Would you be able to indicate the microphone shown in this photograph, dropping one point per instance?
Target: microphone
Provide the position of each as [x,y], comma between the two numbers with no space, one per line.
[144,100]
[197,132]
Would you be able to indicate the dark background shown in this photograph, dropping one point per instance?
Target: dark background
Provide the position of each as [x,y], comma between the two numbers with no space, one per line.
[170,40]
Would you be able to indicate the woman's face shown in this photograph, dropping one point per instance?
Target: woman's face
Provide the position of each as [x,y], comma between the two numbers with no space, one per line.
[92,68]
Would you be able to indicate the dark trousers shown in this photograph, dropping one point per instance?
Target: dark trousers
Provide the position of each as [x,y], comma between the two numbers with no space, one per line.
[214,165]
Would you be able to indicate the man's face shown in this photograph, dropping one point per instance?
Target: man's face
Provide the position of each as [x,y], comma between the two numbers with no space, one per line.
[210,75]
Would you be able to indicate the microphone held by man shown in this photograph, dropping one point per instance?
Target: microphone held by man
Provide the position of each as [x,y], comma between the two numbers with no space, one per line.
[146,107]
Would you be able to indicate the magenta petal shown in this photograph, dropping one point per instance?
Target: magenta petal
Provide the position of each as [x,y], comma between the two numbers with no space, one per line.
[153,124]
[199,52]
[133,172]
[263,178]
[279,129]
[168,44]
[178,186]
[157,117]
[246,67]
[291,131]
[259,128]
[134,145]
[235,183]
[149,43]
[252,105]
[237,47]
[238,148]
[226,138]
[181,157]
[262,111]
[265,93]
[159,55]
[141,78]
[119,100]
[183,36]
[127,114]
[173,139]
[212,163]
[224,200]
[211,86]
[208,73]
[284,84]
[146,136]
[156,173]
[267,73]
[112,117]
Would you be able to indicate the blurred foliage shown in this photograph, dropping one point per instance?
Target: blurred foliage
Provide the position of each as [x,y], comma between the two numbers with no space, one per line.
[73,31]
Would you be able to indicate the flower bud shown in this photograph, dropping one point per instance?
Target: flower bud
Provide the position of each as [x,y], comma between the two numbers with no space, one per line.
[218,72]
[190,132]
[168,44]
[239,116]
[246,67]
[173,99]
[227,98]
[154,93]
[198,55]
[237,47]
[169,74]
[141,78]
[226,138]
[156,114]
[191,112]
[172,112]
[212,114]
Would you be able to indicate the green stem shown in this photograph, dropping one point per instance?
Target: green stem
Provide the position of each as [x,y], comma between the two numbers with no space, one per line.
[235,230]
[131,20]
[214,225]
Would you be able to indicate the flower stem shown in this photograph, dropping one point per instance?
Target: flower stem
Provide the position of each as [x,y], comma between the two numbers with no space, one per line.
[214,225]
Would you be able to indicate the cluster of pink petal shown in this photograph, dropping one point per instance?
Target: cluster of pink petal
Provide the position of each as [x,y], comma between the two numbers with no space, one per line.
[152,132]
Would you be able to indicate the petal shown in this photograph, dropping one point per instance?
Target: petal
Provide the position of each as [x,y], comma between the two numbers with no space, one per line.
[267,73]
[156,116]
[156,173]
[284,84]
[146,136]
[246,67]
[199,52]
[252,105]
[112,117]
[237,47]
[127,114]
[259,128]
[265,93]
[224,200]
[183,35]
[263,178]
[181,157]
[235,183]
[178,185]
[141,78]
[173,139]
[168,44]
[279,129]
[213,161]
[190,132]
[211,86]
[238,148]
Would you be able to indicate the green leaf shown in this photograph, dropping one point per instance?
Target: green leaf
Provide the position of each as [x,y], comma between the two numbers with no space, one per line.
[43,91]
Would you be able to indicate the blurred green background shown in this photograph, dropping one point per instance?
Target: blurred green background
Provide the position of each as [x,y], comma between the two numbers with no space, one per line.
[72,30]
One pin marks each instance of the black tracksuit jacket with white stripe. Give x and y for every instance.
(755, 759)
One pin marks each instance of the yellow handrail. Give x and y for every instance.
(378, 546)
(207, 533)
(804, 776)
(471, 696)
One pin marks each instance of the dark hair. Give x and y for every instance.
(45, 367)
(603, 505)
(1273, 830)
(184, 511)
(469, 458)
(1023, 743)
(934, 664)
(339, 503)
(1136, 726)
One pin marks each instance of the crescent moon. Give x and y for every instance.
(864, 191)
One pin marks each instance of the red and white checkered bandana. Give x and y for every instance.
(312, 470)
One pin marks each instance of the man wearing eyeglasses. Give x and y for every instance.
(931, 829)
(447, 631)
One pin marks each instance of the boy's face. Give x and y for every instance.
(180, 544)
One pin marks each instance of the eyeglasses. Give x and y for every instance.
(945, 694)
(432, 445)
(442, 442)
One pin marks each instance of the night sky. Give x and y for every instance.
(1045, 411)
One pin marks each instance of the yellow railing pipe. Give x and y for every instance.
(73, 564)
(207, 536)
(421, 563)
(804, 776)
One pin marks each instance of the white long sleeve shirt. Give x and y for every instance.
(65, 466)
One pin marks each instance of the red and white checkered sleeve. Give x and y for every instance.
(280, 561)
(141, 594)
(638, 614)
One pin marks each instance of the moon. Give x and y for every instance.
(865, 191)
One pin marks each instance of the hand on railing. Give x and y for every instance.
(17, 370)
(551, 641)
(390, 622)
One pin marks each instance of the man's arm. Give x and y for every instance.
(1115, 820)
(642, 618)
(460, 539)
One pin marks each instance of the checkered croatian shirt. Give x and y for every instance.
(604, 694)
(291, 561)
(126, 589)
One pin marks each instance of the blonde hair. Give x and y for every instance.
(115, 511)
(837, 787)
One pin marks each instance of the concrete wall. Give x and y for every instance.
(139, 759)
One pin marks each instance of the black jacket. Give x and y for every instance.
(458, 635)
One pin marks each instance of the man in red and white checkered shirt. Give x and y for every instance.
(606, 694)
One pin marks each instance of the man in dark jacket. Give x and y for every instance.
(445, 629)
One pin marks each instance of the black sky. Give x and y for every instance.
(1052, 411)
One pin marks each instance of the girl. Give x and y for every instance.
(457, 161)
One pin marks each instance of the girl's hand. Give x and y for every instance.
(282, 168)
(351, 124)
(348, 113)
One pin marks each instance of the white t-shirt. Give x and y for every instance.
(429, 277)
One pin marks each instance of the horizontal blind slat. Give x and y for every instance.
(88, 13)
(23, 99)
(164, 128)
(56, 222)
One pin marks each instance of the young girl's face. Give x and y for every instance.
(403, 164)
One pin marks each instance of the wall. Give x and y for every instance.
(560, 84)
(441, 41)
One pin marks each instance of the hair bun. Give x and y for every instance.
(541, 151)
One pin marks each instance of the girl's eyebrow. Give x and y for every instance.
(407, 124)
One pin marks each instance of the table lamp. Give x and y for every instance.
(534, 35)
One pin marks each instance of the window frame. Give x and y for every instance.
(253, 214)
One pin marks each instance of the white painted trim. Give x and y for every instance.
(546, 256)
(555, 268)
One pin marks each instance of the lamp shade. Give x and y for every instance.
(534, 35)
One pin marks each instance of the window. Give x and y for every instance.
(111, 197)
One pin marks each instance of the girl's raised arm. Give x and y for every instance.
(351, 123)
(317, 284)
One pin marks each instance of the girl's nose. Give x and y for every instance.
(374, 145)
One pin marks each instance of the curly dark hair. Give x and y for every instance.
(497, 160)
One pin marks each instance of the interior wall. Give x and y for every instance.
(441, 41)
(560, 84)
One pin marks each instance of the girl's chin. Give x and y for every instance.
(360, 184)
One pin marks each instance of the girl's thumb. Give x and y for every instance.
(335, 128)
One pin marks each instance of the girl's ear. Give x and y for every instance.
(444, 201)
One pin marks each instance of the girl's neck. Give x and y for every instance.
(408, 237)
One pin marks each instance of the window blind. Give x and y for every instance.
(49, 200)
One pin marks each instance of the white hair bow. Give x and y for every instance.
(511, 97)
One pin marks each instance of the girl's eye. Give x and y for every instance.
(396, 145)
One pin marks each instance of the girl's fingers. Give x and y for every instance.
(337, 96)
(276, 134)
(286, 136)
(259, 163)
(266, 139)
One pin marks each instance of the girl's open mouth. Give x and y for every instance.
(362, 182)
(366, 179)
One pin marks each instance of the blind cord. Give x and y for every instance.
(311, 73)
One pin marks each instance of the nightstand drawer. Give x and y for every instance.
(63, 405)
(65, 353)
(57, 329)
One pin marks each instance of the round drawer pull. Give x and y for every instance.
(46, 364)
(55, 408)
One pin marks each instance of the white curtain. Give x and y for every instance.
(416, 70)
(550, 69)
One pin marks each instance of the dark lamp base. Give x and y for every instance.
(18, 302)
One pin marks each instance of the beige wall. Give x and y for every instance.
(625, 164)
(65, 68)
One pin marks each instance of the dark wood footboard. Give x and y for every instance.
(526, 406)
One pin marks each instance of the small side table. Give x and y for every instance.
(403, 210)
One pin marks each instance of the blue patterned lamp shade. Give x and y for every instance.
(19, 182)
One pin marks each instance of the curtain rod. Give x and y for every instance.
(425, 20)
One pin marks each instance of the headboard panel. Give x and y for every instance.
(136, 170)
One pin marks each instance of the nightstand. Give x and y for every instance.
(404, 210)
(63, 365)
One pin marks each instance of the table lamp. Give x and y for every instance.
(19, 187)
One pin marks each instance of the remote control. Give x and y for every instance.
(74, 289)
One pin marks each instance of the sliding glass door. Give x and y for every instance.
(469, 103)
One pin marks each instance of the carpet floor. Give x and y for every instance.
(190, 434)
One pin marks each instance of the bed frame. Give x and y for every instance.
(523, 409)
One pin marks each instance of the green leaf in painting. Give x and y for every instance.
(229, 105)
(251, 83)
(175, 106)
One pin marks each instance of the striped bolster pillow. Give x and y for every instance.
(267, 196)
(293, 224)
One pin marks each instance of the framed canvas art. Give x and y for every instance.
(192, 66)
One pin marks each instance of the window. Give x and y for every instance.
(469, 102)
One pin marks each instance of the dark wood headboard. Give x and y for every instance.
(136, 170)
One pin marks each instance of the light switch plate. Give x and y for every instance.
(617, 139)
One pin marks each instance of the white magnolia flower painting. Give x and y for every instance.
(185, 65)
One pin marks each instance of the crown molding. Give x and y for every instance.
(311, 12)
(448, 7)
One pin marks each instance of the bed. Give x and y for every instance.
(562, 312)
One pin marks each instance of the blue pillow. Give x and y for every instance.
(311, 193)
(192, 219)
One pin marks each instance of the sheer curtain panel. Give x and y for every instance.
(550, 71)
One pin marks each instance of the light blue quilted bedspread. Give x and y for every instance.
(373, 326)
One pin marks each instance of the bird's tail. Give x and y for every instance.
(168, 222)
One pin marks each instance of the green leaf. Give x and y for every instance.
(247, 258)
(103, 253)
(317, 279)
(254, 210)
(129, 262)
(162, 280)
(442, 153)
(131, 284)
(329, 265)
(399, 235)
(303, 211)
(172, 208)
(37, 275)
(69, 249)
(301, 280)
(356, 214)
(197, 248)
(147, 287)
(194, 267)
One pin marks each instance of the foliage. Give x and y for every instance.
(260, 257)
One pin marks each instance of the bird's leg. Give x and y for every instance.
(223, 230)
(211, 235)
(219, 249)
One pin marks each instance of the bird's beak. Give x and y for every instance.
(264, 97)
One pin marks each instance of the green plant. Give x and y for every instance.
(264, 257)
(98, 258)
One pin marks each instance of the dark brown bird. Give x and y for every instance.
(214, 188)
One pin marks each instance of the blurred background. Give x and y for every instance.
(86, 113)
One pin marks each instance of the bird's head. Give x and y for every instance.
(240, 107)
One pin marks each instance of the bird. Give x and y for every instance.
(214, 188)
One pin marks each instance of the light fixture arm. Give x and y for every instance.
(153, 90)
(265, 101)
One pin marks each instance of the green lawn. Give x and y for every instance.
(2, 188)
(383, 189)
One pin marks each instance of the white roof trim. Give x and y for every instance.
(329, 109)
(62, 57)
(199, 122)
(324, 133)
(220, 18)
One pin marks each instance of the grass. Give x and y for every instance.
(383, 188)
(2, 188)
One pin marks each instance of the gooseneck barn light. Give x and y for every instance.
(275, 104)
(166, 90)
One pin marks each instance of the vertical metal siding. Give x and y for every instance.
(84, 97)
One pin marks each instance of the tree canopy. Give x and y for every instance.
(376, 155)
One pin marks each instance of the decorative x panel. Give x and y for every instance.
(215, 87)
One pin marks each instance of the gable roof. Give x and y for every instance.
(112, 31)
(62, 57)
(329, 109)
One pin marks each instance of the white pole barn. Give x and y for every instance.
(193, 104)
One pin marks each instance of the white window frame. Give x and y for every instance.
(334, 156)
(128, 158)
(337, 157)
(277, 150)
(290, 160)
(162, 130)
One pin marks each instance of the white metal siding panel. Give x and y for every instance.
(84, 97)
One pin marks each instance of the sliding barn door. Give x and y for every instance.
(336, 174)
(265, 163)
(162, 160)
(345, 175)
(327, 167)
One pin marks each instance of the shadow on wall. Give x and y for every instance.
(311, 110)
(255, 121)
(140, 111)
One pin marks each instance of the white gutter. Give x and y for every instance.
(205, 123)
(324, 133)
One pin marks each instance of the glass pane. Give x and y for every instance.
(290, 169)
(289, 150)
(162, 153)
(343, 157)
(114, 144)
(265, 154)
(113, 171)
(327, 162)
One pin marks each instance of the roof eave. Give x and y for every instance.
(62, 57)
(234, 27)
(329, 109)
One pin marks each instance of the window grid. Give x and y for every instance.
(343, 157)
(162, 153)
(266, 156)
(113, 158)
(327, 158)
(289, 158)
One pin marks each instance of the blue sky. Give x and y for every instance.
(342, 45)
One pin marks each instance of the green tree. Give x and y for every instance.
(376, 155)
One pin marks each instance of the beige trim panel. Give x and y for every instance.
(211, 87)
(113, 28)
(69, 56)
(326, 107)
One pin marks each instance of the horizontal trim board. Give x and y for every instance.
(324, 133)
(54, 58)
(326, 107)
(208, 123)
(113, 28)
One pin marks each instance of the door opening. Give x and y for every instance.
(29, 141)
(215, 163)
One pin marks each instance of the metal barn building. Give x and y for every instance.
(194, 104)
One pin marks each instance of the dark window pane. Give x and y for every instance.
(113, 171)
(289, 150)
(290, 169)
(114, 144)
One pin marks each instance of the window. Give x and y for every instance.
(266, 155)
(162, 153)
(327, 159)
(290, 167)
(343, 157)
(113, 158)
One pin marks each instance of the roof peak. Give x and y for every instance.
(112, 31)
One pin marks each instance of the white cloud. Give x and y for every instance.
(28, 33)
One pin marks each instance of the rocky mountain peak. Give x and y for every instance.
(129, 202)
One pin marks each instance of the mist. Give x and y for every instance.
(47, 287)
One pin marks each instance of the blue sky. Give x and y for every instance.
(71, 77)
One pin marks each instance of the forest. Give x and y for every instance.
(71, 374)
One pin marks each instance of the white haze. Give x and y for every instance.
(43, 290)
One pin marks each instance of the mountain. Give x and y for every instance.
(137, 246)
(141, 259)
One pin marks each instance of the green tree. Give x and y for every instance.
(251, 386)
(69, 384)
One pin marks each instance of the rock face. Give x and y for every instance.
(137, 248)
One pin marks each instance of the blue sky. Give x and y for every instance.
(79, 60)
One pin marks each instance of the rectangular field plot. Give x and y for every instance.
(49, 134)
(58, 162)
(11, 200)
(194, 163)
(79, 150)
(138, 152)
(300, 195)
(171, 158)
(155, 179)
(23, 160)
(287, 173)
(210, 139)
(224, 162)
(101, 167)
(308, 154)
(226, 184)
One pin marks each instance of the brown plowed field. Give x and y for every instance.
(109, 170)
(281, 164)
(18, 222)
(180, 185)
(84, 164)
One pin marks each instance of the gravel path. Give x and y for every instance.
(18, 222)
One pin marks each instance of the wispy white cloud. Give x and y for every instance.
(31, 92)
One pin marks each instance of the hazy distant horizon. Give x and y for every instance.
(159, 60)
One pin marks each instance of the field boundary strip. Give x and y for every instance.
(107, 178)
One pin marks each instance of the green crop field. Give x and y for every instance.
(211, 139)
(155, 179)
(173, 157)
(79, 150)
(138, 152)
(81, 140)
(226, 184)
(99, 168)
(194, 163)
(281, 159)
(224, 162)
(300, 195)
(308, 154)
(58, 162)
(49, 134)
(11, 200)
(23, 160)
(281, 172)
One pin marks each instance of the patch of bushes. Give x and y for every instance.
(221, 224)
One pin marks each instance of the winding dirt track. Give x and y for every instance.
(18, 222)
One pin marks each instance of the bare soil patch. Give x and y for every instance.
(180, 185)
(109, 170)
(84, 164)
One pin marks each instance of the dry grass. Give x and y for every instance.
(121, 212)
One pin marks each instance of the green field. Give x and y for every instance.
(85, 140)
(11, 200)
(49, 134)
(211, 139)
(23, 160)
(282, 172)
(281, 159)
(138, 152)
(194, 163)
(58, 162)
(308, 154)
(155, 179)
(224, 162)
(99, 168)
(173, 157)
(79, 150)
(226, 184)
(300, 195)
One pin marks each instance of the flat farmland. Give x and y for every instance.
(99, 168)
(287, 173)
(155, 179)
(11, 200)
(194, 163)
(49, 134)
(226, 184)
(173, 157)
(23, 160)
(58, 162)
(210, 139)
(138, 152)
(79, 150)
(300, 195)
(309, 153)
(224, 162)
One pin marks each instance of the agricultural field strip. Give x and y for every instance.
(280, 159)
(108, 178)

### AIM OF THE TASK:
Output the line that contains "One pin marks each instance of the bare", followed by every later line in the listing, with no line omitted and none added.

### TASK SOLUTION:
One pin marks each instance of the bare soil patch. Give x and y for every instance.
(180, 185)
(109, 170)
(84, 164)
One pin marks each instance of the dry grass. Give x and y for every instance.
(121, 212)
One pin marks each instance of the green field. Give x and y for every instance.
(85, 140)
(11, 200)
(49, 134)
(211, 139)
(23, 160)
(282, 172)
(281, 159)
(138, 152)
(194, 163)
(58, 162)
(308, 154)
(155, 179)
(224, 162)
(99, 168)
(173, 157)
(79, 150)
(226, 184)
(300, 195)
One pin marks each instance of the flat farmland. Give x and y for every instance.
(99, 168)
(287, 173)
(155, 179)
(11, 200)
(194, 163)
(49, 134)
(226, 184)
(173, 157)
(23, 160)
(58, 162)
(210, 139)
(138, 152)
(79, 150)
(300, 195)
(309, 153)
(224, 162)
One pin marks each instance of the agricultural field strip. Give x and y for every instance.
(280, 159)
(108, 178)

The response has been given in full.